Required action: Reproduce the entries in full, with no changes.

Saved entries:
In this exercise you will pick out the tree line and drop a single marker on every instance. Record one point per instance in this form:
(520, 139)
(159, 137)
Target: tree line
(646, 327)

Result for this exercise:
In this exercise you will pick out the tree line and drop a single marker on every instance. Record one point per instance in this form:
(520, 139)
(159, 137)
Target: tree line
(646, 327)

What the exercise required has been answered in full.